# WHAT THE TASK REQUIRES:
Extend the article on stock markets and the economic recovery from the COVID shutdown, picking up right after its last sentence.

# PROVIDED TEXT:
= = = =

Now that the rate of growth of new infections is slowing, the worst-case scenarios are less bad. With potential outcomes narrowing, we also get an improvement in the market’s ability to accurately price (or discount) new information. As such, volatility has come down and stocks have recovered nearly half of their losses. It’s always the case that more things can happen than will happen. That’s the very definition of risk.

But we’re not out of the woods yet. Virus-related outcomes might be narrowing, but economic outcomes are still unclear. Many cities and states are effectively shut down, so it’s too early to predict what shape the economic recovery will take. It all depends on how quickly we can reopen the economy.

Corporate earnings will fall as a result of the economic shutdown, but nobody knows how far or for how long they will remain depressed. An analysis by Bridgewater, the world’s largest hedge fund, determined that the market was essentially pricing in a 50% decline in earnings over the next two years, followed by a slow recovery in which earnings don’t reach their pre-COVID peak until 2030.

History doesn’t support that level of sluggishness. Corporate earnings have fallen before, sometimes by a lot. But in the modern era, they have regained their prior peak in less than four years, sometimes less than three. Economies recover too, even from extreme events. German and Japanese GDP reached pre-WWII levels less than a decade after the war ended. The resilience of modern economies to severe shocks in consumption and output is truly amazing. All of history supports that, yet we view each shock as terminally unique.

I’m reminded of this quote by British philosopher and political economist John Stuart Mill:

“What has so often excited wonder, is the great rapidity with which countries recover from a state of devastation, the disappearance in a short time, of all traces of mischief done by earthquakes, floods, hurricanes, and the ravages of war. An enemy lays waste a country by fire and sword, and destroys or carries away nearly all the moveable wealth existing in it: all the inhabitants are ruined, and yet in a few years after, everything is much as it was before.”

An additional reason to think that the world won’t be ending has been the Fed’s enormous monetary response. In addition to opening the lending facilities we last saw in the Financial Crisis, they recently announced that they would be buying corporate bonds, and even some high-yield debt funds. The lender of last resort is now the buyer of last resort. This is unprecedented in the US. But that’s where we are now.

= = = =

# ENTRIES SHOWN:

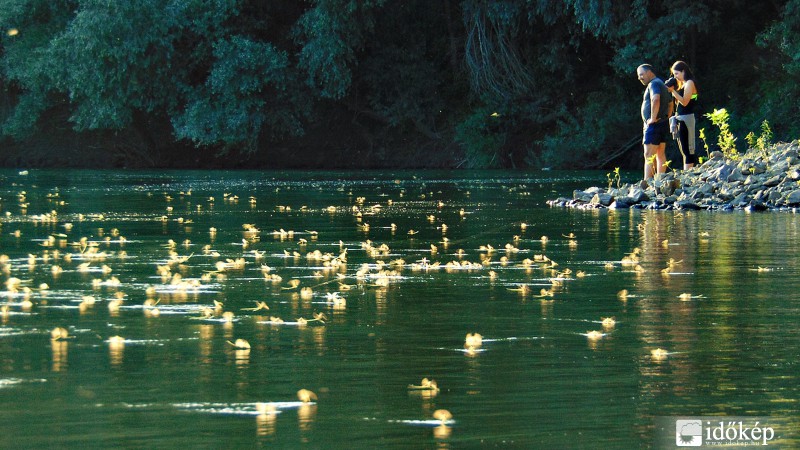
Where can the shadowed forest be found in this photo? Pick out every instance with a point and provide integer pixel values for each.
(374, 83)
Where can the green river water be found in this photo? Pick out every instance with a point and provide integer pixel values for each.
(127, 263)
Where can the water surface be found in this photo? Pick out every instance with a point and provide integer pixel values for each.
(716, 291)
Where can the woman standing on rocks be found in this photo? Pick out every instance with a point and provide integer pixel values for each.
(684, 121)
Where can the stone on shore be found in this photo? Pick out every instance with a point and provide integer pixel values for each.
(757, 180)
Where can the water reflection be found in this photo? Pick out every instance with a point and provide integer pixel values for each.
(363, 281)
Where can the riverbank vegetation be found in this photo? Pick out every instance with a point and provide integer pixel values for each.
(371, 83)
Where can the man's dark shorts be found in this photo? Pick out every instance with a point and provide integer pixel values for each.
(657, 133)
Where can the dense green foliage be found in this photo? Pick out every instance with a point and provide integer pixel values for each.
(471, 83)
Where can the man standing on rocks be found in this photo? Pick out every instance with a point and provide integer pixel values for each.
(656, 109)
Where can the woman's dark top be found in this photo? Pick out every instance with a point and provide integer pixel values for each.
(689, 108)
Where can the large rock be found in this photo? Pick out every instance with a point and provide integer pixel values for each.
(793, 198)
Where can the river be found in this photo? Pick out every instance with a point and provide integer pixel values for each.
(372, 282)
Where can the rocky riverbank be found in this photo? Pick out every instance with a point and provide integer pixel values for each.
(758, 180)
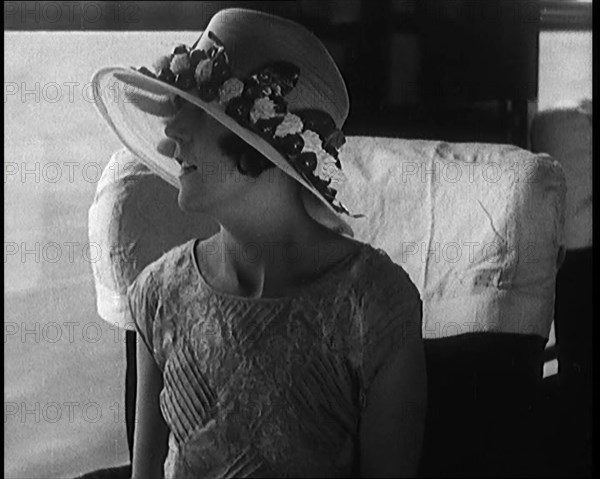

= = = =

# FINAL ANSWER:
One last note about liquidity programs; they’re hard to end. It took nine years for our Fed to end QE after the last round, and now here we are with more. But if investors have learned anything over the last decade, it’s not to fight the Fed. Buy what they’re buying. If the Fed is buying corporate bonds, don’t short them. If they’re buying equities, the price floor is in. It’s not crazy to think equity purchasing could happen here. Japan’s central bank has been doing it for years. Nothing is off the table.

There is still plenty of fear and unresolved questions. Yields on 10-year Treasuries are still very low (0.60% as of this writing) and the VIX is still elevated. As such, we continue to position portfolios defensively, which we think makes sense for most investors. Within public equities for example, we favor large caps because of better earnings sustainability and better balance sheet strength. In fixed income, we still prefer higher credit qualities and lower durations.

But there are a few asset classes that we have underweighted in the past which are now are starting to look more attractive, particularly those areas that have been hardest hit over the last two months. This includes certain tranches of corporate fixed income and small cap cyclical stocks. For those clients with longer time horizons, we may reposition portfolios to take advantage of the value created in these areas. We will keep you updated on strategy changes as they occur.

– Your team at SIMA Wealth Partners

[1] S&P 500

[2] Russell 2000

[3] In a probability distribution, rare events (more than three standard deviations from average) are said to be tail risk events. Losses occur on the left side of the distribution.